▶ [What to do]: Every line of the material has to be retyped exactly.

▶ [Input records]:
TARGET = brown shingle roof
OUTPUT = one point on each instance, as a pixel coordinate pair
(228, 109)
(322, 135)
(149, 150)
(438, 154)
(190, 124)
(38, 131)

▶ [Task response]:
TARGET = brown shingle roof
OUTPUT = one point on each instance, as a pixel coordinate pair
(228, 109)
(322, 135)
(149, 150)
(438, 154)
(190, 124)
(38, 131)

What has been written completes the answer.